**Problem statement:** Render the lines from the beginning through the line containing "positive clicks: (407, 334) (408, 296)" as a numbered list, leaving out any blank lines.

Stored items
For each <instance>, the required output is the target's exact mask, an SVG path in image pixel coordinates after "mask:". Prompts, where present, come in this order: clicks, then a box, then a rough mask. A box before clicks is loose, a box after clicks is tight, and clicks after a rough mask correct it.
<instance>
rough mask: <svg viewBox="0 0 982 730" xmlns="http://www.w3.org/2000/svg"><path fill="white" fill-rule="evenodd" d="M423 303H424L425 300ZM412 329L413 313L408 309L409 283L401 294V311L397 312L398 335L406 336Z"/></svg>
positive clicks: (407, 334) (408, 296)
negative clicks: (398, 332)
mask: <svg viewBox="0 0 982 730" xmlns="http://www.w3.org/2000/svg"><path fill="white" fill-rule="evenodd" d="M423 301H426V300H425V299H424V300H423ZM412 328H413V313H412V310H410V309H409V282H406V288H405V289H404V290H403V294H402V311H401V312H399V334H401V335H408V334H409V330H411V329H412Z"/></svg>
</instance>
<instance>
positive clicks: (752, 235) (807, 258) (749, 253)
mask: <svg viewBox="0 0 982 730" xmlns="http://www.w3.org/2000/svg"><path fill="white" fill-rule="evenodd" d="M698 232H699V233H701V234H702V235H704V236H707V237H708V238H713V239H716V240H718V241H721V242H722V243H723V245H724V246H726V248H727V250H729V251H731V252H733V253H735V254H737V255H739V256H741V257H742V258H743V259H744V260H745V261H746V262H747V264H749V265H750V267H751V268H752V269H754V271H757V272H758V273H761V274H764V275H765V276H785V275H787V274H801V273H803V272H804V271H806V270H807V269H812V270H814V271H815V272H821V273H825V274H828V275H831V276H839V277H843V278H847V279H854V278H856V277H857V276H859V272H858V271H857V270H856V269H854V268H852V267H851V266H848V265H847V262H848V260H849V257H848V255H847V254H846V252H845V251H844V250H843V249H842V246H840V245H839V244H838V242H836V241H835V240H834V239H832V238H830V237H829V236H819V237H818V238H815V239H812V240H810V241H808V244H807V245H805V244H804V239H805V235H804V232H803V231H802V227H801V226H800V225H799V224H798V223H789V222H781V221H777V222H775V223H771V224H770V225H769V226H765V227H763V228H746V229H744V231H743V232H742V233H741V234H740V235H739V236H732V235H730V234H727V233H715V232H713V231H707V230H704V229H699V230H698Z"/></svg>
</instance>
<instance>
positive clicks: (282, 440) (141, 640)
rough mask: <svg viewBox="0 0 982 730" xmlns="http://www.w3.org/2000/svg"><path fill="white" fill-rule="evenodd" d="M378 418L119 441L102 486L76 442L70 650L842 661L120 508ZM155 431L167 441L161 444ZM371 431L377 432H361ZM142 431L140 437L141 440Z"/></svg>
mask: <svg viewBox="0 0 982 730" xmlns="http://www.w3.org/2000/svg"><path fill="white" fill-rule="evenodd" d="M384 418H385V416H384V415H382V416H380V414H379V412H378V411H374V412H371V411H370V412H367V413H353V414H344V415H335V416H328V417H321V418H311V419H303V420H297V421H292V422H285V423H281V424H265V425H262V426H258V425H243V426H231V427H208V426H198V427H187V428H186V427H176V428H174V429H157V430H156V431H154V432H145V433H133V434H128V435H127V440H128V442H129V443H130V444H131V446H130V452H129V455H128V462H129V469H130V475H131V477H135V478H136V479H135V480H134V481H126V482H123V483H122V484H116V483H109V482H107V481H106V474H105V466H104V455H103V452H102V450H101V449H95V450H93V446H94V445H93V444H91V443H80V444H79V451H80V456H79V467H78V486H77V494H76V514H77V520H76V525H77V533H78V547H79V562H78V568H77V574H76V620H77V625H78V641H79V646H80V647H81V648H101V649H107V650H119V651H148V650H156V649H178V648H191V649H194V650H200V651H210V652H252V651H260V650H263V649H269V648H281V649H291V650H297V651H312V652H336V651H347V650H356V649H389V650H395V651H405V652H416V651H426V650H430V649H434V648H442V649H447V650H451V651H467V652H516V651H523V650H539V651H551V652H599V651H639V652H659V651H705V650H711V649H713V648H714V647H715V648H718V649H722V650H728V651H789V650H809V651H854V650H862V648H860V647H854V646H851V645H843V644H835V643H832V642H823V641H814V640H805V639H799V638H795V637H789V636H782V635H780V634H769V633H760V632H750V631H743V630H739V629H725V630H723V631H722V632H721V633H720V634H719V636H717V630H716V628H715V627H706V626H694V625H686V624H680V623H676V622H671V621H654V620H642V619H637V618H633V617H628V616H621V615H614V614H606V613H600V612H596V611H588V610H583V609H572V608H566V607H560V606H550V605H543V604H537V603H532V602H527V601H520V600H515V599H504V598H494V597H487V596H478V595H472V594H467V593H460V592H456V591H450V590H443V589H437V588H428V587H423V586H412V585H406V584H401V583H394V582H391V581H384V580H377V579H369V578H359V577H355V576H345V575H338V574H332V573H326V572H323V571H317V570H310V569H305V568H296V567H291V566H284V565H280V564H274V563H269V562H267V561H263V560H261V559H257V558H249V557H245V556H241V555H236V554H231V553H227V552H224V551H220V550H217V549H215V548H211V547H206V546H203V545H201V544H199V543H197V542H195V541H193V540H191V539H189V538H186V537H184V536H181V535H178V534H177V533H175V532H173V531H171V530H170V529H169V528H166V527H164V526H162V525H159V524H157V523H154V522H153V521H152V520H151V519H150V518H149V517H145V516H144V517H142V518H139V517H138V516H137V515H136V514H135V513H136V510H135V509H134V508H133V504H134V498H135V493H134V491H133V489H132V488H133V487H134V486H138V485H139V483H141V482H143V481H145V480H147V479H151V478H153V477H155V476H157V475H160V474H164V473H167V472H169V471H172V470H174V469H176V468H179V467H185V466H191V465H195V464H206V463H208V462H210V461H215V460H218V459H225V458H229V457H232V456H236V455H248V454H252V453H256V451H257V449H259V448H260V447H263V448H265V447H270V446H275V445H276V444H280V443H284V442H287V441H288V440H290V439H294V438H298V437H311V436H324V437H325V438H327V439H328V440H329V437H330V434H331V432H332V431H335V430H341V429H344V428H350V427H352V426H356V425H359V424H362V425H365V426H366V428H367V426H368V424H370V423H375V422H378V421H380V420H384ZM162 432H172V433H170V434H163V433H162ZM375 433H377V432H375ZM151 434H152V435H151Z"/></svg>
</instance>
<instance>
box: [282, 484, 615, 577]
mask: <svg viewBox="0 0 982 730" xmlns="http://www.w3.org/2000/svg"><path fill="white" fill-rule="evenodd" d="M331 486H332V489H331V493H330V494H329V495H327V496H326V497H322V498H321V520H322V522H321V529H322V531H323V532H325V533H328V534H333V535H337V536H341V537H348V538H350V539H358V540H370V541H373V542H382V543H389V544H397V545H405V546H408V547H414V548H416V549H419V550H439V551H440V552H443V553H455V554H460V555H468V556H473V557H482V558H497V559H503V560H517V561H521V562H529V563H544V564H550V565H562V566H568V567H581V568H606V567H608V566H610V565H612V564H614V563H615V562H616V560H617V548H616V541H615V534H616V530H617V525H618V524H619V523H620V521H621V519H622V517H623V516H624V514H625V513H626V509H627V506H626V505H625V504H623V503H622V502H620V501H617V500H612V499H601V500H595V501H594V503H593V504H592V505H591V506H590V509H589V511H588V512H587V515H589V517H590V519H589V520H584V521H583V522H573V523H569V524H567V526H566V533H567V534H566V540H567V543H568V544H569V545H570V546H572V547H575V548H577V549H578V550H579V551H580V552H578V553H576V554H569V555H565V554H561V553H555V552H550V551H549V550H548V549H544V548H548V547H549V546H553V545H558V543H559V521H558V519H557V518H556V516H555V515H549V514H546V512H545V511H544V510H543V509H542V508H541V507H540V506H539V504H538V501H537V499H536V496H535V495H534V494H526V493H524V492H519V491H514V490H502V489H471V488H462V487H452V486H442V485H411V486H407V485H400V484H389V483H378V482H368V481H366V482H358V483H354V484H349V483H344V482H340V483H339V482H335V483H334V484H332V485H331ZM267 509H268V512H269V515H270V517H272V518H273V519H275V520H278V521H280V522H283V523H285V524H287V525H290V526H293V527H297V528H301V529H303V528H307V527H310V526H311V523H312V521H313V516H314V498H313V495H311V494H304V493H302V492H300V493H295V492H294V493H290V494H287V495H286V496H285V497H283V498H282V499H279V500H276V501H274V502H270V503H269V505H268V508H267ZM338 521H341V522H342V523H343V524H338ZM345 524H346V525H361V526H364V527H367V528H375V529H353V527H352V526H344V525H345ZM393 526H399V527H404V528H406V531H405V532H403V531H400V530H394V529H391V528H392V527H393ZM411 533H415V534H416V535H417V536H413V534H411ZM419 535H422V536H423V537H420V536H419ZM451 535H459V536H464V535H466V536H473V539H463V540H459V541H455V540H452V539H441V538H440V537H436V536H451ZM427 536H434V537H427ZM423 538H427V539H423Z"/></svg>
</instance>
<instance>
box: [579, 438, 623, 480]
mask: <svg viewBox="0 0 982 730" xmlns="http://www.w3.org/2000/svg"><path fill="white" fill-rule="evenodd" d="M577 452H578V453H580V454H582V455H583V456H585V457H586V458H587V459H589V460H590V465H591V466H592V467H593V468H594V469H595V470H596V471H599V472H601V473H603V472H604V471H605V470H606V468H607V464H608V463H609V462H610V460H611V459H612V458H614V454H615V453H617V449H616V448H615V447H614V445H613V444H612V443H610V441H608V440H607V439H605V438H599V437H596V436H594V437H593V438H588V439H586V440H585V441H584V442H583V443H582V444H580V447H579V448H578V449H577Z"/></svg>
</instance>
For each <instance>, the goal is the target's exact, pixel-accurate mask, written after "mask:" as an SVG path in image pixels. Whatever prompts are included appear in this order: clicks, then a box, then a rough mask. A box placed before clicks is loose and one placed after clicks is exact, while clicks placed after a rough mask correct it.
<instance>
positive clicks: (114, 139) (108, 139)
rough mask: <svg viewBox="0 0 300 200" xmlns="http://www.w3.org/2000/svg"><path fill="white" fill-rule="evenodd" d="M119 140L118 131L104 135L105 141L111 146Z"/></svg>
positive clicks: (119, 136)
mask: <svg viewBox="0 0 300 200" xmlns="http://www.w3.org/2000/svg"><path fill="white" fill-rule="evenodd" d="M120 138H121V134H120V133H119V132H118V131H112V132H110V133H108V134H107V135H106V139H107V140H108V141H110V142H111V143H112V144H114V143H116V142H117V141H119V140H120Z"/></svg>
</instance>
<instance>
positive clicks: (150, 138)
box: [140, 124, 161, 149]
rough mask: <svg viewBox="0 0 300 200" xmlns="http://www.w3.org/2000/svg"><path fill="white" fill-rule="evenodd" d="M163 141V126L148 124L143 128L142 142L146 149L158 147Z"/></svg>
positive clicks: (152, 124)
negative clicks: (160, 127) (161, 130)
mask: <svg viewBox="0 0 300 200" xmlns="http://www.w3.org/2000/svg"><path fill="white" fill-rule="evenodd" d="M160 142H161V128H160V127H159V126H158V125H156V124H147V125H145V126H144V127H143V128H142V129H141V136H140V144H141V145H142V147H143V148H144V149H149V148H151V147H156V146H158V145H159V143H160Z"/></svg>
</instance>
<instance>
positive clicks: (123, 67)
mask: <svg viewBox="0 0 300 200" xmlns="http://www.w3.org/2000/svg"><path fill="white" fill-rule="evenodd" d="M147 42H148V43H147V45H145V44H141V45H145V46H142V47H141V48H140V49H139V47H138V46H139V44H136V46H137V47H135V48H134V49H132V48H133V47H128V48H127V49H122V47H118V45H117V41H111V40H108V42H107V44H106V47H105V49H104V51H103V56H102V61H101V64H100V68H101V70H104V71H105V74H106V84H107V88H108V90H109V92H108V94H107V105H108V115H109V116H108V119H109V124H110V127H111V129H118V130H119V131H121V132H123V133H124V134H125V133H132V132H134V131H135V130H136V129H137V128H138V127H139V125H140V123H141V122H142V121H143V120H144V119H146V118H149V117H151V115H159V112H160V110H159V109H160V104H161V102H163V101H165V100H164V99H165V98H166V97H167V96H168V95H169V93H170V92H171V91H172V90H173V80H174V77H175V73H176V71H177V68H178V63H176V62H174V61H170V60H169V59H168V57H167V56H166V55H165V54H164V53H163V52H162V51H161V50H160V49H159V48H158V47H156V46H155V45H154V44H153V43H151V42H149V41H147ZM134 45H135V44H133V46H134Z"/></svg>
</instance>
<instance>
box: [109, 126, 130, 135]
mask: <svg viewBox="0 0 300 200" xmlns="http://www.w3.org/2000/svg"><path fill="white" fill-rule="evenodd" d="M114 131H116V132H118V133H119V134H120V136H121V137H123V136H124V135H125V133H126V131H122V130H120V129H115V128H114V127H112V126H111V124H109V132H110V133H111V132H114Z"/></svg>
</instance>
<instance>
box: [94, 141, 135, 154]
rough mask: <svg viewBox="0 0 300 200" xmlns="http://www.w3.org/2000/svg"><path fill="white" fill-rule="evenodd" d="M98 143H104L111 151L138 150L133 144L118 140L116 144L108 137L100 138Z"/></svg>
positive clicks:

**Worked solution:**
1. For each <instance>, the required output is the target's exact mask, an SVG path in image pixel coordinates after "mask:". Prompts, where present, come in this order: clicks, then a box, then a rough mask. A box before clicks is loose, a box after clicks is tight, and clicks after a rough mask correct it.
2. <instance>
3. rough mask: <svg viewBox="0 0 982 730" xmlns="http://www.w3.org/2000/svg"><path fill="white" fill-rule="evenodd" d="M423 303H424L425 300ZM412 329L413 313L408 309L409 283L401 294V311L397 312L398 335L406 336Z"/></svg>
4. positive clicks: (407, 334) (408, 296)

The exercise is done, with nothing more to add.